### [SELECTED PASSAGE]
--- start ---
Final thing is that not only data can be suspect its also methods of estimation and data analysis which must be also critically evaluated. It might be true that some so-called business cycles extracted from the financial time series can be spurious; Moving Average Filtering can cause Yule-Slutsky effects so that artificial cycles are generated. Time series analysis of economic time series is tricky business in which a practisioner should also have a knowledge about different types of estimation techiques. For example; I used both time domain ( ACF & PACF graphs ) and frequency domain ( spectral distribution function & periodogram graphs ) methods in analyzing effects of changes in inventories.
Published: August 17, 2006 10:54 AM
A Note;
In Morgensterns example the difference between solutions wasnt measurement error but the collinearity of these linear equations. Determinant of matrix of coeffiecients was actually near zero so that every numerical solution to these equations is unstable.
--- end ---
### [WRITTEN INSTRUCTION]
Rewrite the passage on economic time series analysis, starting with "Final thing is" and going on through "changes in inventories.", and substitute "illusory" for "spurious". The lines after this point are separate material, apart from the passage.

### [INFORMATION GIVEN]
--- start ---
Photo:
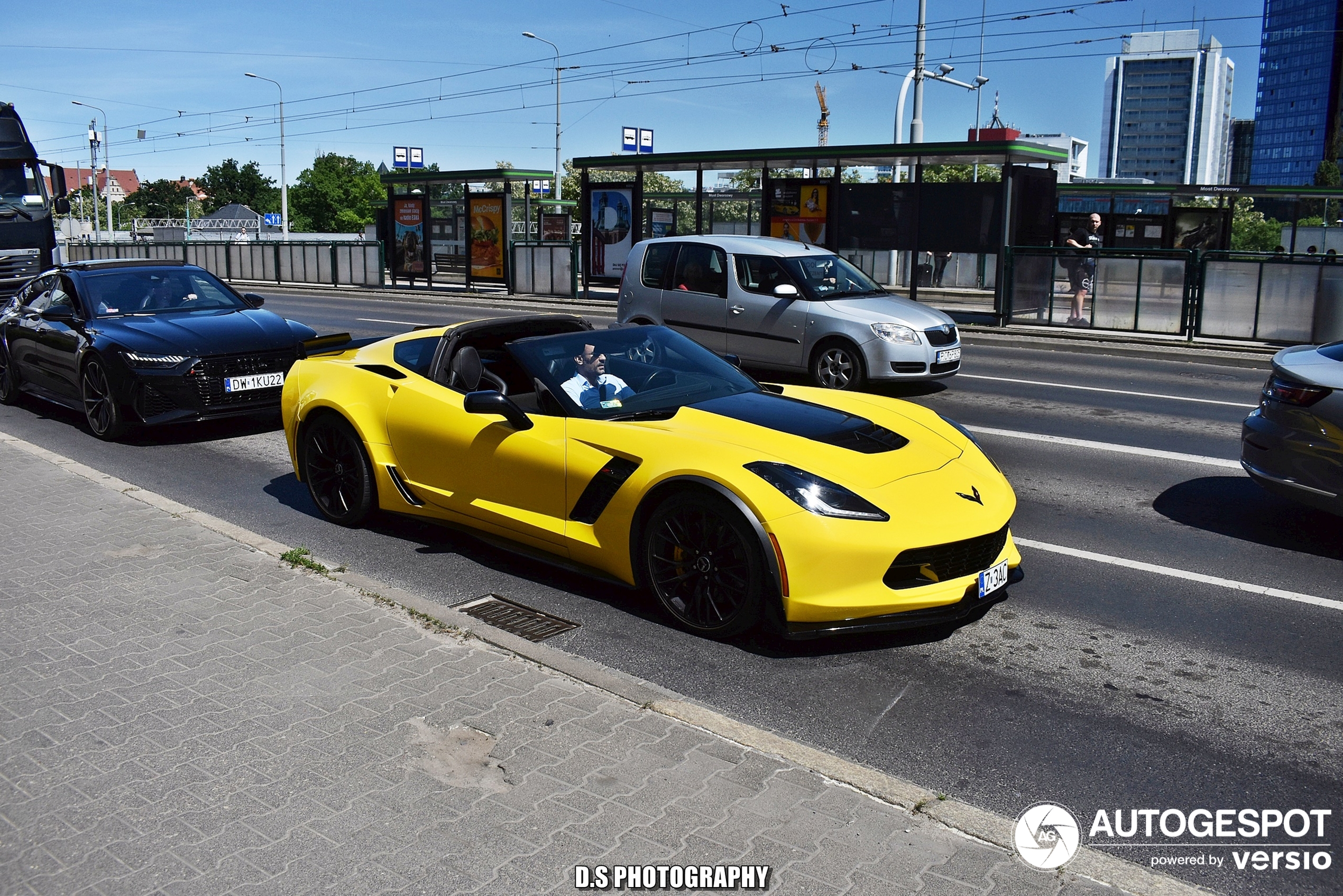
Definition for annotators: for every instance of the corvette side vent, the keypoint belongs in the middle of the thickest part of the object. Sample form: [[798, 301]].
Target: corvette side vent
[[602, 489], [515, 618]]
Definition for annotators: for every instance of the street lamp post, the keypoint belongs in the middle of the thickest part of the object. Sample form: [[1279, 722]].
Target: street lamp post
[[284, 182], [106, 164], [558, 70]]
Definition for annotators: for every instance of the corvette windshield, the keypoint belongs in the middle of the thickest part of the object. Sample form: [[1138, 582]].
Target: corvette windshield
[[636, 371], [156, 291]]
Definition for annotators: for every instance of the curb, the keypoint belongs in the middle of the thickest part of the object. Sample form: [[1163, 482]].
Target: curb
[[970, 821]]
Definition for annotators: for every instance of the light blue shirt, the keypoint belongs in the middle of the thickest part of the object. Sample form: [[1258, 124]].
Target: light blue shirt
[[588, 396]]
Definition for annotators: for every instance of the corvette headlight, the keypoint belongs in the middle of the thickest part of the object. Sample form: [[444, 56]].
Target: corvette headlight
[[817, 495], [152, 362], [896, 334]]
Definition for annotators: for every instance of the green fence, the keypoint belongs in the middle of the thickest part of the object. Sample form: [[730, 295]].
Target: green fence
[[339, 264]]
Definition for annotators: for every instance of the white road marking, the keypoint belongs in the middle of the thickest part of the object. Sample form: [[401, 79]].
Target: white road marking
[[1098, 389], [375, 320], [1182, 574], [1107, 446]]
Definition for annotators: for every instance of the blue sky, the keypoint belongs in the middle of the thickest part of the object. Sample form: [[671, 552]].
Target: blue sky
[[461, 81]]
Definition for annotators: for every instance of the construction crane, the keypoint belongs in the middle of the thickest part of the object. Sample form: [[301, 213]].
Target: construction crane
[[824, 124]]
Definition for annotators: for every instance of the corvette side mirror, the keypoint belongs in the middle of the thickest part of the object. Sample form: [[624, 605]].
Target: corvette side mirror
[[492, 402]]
--- end ---
### [RESPONSE BELOW]
Final thing is that not only data can be suspect its also methods of estimation and data analysis which must be also critically evaluated. It might be true that some so-called business cycles extracted from the financial time series can be illusory; Moving Average Filtering can cause Yule-Slutsky effects so that artificial cycles are generated. Time series analysis of economic time series is tricky business in which a practisioner should also have a knowledge about different types of estimation techiques. For example; I used both time domain ( ACF & PACF graphs ) and frequency domain ( spectral distribution function & periodogram graphs ) methods in analyzing effects of changes in inventories.